** What the task asks **
Convert the items into a JSON list of strings, one string for each line, leaving out blank lines. Include only the lines starting with the line containing "Target: green tree foliage" and going on through the line containing "x=547 y=142".

** Extracted entries **
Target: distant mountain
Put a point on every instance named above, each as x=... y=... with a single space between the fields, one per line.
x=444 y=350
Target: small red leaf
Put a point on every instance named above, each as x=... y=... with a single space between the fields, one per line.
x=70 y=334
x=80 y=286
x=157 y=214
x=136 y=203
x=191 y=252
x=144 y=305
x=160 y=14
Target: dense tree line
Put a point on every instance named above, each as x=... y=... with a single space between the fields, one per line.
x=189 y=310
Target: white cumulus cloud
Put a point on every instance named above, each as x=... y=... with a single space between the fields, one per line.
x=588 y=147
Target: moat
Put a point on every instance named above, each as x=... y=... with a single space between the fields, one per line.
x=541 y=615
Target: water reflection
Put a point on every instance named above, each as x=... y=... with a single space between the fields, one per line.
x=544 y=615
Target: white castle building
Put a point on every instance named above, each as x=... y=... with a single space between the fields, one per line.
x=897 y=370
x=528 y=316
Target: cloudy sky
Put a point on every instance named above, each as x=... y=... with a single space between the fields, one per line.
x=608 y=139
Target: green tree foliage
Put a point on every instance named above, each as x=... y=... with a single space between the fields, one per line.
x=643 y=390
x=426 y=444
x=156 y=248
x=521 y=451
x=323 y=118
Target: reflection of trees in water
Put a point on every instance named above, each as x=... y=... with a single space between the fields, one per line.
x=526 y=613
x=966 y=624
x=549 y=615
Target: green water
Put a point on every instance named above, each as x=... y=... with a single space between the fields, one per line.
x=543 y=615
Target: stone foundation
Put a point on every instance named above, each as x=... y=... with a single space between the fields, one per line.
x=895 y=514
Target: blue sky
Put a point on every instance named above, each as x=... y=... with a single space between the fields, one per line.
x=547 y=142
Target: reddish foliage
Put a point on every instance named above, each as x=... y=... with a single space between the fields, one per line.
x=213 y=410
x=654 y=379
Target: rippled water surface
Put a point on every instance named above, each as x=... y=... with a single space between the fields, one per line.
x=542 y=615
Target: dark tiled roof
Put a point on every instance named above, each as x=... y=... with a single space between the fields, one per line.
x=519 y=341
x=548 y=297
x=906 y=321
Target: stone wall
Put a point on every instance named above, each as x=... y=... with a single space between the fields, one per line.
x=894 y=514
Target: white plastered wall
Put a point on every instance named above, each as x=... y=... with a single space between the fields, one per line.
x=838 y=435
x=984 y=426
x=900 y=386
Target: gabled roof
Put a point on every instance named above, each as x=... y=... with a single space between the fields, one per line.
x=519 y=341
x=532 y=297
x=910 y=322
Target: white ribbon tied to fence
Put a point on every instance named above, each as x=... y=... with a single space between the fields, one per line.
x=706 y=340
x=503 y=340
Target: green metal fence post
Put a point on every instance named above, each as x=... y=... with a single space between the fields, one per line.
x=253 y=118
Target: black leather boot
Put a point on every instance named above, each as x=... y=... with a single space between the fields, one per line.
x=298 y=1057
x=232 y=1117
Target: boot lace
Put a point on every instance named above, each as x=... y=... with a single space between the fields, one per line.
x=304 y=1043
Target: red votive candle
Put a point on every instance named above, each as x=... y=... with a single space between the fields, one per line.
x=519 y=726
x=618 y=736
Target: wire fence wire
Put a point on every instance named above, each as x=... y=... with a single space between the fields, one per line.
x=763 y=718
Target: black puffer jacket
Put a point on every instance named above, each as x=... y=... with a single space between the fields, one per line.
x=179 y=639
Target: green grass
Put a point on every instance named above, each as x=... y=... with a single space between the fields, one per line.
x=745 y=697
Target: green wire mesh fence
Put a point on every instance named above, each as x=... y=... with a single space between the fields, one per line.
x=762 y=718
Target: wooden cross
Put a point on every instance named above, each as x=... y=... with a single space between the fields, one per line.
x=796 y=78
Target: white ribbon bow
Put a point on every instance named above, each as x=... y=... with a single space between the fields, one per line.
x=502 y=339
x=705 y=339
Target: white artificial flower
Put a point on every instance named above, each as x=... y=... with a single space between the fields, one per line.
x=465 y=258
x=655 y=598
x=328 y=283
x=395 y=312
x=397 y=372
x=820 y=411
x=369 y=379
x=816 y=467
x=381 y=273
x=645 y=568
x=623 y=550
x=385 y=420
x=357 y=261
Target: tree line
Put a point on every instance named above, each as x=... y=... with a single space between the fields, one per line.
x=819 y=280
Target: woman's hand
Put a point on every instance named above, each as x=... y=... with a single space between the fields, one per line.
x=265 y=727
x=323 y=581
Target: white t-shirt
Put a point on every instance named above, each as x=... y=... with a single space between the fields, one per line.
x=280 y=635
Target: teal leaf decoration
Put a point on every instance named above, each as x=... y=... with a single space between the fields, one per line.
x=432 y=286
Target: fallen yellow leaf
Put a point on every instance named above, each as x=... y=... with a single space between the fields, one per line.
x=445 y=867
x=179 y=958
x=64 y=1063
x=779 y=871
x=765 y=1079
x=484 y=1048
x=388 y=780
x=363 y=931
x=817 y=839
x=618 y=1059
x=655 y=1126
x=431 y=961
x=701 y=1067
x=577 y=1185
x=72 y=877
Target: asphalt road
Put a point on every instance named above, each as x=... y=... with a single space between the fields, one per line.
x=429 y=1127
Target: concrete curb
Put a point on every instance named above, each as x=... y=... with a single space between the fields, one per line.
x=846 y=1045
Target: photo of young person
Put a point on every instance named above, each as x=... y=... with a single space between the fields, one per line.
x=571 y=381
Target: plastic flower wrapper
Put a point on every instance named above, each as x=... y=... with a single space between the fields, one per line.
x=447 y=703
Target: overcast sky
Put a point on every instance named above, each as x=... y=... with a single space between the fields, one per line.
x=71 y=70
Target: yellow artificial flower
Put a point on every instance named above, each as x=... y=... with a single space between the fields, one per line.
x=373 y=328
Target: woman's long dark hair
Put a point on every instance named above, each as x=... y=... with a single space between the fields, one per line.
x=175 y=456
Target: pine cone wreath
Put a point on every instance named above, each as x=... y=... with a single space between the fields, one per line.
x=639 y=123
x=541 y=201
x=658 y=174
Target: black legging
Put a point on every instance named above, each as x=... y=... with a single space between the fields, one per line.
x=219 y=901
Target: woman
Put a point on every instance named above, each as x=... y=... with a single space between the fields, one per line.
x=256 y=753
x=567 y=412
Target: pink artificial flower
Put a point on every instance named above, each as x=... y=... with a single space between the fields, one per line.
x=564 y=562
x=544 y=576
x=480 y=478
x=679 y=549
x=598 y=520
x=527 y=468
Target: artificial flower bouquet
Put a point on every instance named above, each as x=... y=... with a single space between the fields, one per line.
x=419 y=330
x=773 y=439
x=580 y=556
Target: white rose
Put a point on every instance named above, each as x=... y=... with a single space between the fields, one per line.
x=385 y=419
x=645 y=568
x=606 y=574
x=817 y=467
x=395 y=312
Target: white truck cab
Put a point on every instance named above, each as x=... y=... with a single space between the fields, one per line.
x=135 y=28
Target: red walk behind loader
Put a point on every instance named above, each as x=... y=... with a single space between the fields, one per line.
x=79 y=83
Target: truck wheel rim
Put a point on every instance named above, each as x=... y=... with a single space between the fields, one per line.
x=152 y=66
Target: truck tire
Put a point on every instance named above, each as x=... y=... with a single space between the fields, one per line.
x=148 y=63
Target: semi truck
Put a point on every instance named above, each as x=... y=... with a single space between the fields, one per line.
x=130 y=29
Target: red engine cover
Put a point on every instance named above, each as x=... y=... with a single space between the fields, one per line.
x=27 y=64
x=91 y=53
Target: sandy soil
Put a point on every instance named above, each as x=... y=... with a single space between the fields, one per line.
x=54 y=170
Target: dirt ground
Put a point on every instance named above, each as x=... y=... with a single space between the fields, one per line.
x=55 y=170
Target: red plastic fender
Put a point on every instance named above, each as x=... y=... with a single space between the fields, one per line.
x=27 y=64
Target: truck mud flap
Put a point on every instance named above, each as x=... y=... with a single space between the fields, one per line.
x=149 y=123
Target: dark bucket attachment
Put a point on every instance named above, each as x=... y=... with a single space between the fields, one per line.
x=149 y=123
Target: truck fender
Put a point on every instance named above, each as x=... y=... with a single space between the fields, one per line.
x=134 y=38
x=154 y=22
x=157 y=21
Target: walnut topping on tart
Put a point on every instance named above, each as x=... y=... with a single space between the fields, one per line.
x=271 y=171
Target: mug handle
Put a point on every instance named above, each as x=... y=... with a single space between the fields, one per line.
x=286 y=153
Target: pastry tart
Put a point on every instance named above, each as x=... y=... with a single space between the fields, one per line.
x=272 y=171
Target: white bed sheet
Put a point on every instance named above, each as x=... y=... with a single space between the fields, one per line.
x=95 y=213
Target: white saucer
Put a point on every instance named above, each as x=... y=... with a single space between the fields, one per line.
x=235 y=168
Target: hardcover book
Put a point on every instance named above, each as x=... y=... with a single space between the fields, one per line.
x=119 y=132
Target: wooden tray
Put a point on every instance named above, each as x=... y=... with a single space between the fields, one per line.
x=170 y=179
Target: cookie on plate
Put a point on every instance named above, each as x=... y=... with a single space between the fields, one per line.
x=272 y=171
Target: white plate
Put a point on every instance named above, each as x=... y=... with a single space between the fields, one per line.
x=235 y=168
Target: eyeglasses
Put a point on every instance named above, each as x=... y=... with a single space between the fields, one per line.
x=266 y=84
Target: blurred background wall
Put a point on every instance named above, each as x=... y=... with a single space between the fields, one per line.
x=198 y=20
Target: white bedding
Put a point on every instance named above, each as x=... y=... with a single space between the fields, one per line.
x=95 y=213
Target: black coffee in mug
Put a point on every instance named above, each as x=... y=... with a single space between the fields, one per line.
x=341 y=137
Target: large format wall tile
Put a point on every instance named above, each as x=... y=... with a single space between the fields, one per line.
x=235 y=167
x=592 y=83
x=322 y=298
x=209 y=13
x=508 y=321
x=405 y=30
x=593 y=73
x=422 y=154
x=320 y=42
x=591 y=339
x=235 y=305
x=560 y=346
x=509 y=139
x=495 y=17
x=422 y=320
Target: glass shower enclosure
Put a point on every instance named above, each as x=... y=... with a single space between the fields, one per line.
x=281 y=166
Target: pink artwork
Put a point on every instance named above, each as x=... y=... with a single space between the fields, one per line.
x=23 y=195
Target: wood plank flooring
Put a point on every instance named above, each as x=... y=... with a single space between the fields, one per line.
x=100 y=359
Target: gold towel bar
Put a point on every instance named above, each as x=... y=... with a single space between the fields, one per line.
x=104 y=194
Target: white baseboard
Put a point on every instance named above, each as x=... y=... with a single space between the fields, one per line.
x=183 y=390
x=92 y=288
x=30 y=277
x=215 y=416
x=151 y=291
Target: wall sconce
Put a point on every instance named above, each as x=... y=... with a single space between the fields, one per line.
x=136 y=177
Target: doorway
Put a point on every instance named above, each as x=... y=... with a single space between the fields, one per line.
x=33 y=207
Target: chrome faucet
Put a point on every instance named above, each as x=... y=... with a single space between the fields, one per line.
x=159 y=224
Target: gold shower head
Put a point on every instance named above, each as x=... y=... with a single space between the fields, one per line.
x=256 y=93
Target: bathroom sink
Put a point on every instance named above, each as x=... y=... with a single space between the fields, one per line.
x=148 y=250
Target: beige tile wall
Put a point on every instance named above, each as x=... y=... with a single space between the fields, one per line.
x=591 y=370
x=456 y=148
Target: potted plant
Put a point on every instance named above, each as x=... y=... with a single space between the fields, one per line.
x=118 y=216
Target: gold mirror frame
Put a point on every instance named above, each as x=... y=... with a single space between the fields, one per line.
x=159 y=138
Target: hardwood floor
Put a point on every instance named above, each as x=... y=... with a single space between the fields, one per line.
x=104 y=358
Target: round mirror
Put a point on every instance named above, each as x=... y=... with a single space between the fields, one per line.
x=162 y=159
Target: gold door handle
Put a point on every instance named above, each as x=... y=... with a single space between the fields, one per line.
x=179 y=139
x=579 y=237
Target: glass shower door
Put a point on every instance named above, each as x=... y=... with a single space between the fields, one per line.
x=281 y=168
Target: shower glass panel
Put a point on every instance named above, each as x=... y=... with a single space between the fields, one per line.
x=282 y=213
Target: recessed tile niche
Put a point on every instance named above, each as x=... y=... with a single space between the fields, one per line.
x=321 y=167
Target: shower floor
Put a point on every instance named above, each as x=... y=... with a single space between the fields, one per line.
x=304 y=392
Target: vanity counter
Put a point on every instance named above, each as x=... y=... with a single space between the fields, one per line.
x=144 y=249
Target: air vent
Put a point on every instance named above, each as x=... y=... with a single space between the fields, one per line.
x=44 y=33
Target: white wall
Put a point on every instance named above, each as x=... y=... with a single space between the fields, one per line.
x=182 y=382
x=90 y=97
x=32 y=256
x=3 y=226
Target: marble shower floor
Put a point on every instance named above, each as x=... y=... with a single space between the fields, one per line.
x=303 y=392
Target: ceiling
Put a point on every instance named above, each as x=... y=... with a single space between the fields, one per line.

** Written solution **
[
  "Target: green tree foliage",
  "Put a point on every instance named above, each as x=... y=... with a single space between the fields, one per line.",
  "x=643 y=390",
  "x=426 y=444",
  "x=156 y=248",
  "x=521 y=451",
  "x=323 y=118",
  "Target: reflection of trees in water",
  "Put a point on every instance named above, each as x=... y=... with a single space between the fields, one per line.",
  "x=526 y=613",
  "x=966 y=624",
  "x=549 y=615",
  "Target: green water",
  "Put a point on every instance named above, each as x=... y=... with a single space between the fields, one per line.",
  "x=543 y=615",
  "Target: stone foundation",
  "Put a point on every instance named above, each as x=... y=... with a single space between the fields, one per line.",
  "x=895 y=514",
  "Target: blue sky",
  "Put a point on every instance named above, each as x=... y=... with a single space between the fields, one per line.",
  "x=547 y=142"
]